╭─ Data provided

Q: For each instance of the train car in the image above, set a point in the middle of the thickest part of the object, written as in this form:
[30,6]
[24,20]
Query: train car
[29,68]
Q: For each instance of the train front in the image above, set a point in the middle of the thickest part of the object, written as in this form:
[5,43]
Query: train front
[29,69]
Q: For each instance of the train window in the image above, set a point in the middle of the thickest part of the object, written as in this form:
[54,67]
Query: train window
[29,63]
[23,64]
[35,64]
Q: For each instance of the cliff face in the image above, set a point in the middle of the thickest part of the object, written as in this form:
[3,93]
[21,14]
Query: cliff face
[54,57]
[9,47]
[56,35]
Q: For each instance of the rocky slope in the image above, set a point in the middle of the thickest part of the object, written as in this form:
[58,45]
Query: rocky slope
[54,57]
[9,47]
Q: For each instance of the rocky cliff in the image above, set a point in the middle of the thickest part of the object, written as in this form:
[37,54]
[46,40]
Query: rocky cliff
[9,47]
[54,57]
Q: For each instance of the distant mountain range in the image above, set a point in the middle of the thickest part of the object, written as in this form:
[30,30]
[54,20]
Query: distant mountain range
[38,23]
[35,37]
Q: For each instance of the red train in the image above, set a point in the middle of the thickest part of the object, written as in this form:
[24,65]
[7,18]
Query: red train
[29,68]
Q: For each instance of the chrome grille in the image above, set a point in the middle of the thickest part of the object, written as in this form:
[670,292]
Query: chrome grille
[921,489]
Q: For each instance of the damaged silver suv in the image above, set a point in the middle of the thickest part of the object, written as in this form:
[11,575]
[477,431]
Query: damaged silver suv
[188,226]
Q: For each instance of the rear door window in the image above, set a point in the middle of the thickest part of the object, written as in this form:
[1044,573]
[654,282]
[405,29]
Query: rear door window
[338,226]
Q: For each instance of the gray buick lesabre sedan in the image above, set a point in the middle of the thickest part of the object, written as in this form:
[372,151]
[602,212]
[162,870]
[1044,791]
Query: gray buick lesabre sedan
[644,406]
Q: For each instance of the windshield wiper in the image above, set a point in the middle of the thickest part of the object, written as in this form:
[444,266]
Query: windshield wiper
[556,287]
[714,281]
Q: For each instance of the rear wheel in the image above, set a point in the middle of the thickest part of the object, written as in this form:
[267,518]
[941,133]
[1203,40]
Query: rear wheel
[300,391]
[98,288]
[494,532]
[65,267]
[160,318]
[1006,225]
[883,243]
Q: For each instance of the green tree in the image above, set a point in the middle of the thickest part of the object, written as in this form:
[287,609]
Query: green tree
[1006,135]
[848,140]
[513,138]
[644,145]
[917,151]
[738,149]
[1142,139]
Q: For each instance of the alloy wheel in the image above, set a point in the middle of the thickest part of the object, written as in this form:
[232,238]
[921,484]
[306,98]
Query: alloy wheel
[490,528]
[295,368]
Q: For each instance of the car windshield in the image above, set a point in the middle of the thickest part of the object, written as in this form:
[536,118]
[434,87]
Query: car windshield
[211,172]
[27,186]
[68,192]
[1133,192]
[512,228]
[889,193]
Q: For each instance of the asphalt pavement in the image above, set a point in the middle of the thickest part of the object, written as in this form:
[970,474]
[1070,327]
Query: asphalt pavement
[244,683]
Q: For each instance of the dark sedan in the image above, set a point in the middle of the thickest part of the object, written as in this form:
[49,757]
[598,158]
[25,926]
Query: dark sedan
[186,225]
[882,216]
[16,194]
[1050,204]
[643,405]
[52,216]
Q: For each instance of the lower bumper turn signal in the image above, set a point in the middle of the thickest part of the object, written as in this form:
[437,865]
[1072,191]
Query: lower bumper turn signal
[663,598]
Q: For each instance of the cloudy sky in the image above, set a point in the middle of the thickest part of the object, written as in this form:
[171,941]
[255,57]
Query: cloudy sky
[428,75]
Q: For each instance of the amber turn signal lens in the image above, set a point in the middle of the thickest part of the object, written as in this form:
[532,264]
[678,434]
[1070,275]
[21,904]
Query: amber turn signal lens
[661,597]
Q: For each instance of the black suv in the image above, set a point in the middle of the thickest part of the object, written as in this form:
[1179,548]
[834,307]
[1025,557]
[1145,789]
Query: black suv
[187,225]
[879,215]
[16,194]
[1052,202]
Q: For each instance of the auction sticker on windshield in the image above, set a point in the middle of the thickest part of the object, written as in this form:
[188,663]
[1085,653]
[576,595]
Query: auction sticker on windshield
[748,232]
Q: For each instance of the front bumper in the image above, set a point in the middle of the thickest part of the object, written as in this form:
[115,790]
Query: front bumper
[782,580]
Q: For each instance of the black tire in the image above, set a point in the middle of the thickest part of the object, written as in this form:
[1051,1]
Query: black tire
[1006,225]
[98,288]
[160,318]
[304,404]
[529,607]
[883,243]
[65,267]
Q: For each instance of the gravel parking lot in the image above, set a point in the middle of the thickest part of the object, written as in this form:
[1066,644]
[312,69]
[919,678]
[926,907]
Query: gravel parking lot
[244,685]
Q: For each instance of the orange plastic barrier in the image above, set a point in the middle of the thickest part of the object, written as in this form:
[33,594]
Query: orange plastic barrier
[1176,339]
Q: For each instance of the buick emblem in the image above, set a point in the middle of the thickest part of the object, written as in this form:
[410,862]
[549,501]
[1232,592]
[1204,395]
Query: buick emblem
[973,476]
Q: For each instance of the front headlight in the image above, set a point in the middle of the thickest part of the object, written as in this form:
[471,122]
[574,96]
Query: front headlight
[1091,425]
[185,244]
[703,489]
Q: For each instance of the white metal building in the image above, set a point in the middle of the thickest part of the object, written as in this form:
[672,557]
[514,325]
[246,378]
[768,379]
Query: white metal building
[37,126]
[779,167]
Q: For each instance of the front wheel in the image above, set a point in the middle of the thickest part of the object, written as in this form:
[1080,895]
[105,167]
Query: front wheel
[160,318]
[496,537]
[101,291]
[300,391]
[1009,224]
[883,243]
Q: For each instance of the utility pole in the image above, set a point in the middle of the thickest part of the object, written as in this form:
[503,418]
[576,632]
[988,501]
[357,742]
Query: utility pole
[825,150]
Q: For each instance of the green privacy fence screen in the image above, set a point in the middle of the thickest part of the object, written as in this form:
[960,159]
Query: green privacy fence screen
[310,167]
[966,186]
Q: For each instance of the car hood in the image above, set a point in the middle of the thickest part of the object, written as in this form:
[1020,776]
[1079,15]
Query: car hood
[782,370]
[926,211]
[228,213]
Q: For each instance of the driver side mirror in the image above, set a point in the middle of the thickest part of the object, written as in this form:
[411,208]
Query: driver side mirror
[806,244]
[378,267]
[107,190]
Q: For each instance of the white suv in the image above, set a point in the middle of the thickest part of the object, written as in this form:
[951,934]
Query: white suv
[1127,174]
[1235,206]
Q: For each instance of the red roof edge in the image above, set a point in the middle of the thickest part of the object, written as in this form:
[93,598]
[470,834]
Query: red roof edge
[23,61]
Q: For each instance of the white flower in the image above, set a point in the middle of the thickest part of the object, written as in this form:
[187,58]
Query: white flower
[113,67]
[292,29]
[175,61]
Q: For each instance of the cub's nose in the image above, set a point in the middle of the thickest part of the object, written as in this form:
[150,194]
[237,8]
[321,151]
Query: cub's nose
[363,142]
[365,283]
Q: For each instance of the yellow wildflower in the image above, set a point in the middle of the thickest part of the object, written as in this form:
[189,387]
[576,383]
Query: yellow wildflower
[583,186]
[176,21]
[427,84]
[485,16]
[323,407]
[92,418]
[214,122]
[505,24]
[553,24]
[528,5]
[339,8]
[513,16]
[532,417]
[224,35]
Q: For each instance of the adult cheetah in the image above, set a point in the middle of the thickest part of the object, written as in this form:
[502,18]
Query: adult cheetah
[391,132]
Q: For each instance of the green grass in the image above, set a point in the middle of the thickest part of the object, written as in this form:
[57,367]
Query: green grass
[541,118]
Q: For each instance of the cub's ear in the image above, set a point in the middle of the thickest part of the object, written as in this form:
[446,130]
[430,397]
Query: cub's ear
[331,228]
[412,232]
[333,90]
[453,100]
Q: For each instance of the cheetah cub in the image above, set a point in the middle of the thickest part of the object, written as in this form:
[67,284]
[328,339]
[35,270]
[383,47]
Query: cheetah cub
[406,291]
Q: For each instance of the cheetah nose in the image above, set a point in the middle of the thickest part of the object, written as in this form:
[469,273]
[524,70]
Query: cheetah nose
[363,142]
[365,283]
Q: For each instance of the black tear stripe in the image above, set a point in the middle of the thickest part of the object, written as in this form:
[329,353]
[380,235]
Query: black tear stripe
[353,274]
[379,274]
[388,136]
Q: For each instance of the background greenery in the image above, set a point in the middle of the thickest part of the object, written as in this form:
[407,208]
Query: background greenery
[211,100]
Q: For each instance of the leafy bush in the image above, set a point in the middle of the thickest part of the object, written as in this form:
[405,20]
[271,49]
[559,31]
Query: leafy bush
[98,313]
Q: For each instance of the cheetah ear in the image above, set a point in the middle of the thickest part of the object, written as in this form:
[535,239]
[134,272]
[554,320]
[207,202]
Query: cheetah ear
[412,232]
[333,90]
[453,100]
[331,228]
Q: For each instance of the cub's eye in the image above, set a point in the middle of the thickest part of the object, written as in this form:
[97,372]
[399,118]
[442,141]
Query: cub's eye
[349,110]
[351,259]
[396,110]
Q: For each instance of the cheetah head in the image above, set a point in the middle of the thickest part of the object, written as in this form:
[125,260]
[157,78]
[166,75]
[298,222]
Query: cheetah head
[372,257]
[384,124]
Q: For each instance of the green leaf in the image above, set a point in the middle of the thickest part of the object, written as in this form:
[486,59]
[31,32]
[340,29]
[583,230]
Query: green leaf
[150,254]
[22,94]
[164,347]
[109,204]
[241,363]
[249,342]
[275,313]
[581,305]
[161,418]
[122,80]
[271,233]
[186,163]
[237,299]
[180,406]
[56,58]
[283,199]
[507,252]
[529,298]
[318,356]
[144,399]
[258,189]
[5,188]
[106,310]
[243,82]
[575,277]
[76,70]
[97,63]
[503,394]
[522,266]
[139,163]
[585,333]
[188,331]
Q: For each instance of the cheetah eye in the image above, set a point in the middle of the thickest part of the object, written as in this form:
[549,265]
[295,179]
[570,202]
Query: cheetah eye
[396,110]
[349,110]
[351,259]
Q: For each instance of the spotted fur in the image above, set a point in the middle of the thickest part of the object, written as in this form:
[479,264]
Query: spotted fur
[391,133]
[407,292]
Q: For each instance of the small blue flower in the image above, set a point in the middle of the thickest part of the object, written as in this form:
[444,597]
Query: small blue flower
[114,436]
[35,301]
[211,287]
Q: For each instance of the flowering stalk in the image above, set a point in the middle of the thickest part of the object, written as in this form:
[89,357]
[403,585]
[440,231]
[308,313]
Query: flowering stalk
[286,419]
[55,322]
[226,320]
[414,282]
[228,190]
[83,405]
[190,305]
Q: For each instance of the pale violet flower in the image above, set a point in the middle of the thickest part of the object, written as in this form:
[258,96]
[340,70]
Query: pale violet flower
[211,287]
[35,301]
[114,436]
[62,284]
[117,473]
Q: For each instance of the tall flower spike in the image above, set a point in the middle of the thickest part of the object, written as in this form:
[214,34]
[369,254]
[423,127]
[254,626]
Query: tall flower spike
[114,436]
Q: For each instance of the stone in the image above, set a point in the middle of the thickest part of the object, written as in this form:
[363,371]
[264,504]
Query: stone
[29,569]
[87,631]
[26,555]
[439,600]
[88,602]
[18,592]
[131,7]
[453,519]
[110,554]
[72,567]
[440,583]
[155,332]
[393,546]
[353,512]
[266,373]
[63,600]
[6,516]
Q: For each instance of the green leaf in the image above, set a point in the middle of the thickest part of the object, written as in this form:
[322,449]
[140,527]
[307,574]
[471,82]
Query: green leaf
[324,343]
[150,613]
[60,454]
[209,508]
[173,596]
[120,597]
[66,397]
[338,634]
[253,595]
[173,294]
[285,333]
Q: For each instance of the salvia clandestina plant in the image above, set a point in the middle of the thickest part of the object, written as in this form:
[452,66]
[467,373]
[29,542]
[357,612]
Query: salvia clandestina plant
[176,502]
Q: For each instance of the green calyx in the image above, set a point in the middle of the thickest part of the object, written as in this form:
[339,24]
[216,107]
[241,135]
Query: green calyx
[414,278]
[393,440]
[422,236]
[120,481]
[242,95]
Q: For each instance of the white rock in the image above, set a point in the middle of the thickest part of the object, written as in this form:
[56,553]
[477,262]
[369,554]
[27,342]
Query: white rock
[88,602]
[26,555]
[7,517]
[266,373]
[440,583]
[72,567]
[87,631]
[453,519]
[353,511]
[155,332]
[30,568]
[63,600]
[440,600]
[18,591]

╰─

## Work to complete:
Print nothing but the lines from the line with "Q: For each instance of the green calyx" to the last line of the records above. Both of those lines count.

## Result of the exercise:
Q: For each instance of the green calyx in the image above, set a point in the middle of the thickest part of the object, written as in this form:
[339,24]
[216,107]
[241,135]
Query: green calyx
[414,278]
[393,440]
[422,236]
[120,481]
[242,95]
Q: For each instance of the white rock in the image above, set a point in the middle of the thickest part of the object, written as in this form:
[56,553]
[477,262]
[369,554]
[27,342]
Query: white rock
[88,602]
[26,555]
[7,517]
[266,373]
[440,583]
[72,567]
[87,631]
[453,519]
[353,511]
[155,332]
[30,568]
[63,600]
[440,600]
[18,591]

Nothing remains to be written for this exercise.